=== Section Start ===

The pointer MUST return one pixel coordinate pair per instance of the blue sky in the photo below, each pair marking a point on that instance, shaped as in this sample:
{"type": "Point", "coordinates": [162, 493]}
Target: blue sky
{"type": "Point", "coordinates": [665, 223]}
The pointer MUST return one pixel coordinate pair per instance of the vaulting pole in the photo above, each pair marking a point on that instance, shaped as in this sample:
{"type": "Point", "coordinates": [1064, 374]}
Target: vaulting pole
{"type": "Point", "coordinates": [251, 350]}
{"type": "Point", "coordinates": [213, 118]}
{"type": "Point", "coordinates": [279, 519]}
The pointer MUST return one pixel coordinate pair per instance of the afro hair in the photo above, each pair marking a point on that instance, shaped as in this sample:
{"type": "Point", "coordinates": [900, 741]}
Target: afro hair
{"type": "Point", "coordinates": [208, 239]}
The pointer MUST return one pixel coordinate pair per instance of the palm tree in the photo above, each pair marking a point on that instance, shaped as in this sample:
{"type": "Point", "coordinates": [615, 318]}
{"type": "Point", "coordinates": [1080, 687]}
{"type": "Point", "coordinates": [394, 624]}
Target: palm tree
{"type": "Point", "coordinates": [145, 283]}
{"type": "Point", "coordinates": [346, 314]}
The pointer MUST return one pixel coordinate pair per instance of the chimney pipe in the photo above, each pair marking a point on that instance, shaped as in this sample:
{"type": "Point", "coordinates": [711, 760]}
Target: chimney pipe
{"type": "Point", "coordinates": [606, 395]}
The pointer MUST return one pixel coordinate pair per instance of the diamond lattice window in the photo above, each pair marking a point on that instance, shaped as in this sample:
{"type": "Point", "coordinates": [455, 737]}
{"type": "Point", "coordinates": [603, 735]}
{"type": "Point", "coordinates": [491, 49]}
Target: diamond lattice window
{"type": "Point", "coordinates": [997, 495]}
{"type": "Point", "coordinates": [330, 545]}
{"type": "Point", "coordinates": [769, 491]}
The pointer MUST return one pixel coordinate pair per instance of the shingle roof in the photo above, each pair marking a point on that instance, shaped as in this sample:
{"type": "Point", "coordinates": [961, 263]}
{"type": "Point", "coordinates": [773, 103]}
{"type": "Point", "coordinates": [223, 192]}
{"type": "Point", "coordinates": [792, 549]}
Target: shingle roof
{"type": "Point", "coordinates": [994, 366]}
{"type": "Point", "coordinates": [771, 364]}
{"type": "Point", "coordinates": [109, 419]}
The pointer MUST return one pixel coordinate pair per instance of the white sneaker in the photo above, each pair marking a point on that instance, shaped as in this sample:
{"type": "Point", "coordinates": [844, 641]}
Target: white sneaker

=== Section End ===

PROBLEM DESCRIPTION = Where a line in the listing above holds the string "sneaker", include it in your count, and answer with the number alone.

TASK RESPONSE = 2